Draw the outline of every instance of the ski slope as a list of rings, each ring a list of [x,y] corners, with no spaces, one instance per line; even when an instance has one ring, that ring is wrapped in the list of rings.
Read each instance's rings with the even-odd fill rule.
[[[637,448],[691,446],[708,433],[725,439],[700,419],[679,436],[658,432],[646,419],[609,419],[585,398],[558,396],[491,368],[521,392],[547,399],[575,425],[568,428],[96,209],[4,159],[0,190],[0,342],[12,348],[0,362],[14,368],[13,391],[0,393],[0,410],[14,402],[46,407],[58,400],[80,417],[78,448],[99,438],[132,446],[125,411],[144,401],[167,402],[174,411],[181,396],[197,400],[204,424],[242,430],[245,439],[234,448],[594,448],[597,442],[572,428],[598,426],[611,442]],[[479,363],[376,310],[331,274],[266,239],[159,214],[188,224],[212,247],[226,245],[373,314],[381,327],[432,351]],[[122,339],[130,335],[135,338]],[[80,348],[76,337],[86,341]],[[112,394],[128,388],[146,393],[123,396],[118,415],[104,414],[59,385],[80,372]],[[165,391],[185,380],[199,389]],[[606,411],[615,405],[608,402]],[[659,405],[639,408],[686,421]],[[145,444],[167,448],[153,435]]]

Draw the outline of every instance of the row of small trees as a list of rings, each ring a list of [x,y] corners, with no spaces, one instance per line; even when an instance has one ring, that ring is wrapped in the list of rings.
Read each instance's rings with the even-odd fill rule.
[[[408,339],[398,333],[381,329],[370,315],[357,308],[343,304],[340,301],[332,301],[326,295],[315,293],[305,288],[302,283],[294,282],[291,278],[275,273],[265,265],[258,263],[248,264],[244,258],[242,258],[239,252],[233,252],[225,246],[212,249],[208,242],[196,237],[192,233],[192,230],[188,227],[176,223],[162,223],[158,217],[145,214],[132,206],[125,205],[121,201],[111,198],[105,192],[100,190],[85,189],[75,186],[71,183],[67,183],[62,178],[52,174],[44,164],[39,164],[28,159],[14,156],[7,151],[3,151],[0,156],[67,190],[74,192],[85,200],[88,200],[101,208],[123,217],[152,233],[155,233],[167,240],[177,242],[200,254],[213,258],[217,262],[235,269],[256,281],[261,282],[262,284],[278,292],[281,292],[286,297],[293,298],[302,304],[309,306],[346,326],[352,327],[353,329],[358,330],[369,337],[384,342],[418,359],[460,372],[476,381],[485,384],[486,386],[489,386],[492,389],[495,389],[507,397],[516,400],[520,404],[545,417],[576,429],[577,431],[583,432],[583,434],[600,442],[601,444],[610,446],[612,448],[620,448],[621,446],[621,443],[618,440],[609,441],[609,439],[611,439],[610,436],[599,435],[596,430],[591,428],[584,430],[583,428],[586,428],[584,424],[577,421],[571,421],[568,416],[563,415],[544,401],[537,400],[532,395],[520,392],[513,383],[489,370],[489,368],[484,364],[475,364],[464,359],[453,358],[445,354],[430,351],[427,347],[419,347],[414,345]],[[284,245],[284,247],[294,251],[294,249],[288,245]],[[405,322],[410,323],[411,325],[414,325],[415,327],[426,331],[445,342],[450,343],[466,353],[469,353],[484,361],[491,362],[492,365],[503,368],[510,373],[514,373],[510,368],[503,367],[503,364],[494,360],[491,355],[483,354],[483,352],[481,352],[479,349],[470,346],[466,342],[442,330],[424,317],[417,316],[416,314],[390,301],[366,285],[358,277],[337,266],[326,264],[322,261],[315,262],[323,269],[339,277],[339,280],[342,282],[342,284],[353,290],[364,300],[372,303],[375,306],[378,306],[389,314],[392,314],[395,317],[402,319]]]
········
## DESCRIPTION OF THE TASK
List every line of the items above that contains the word "outline", copying each of those lines in full.

## REPLY TO THE TASK
Draw the outline of every instance of the ski slope as a list of rings, each ring a list of [x,y] corners, with no spaces, one instance per line; even when an instance has one ring, that ring is wrapped in the list of rings.
Draw the outline of every instance of the row of small trees as a list of rings, each ring a list of [x,y] corners, with no spaces, one instance per line; even when an instance has one ring, that ring is wrapped in the list of rings.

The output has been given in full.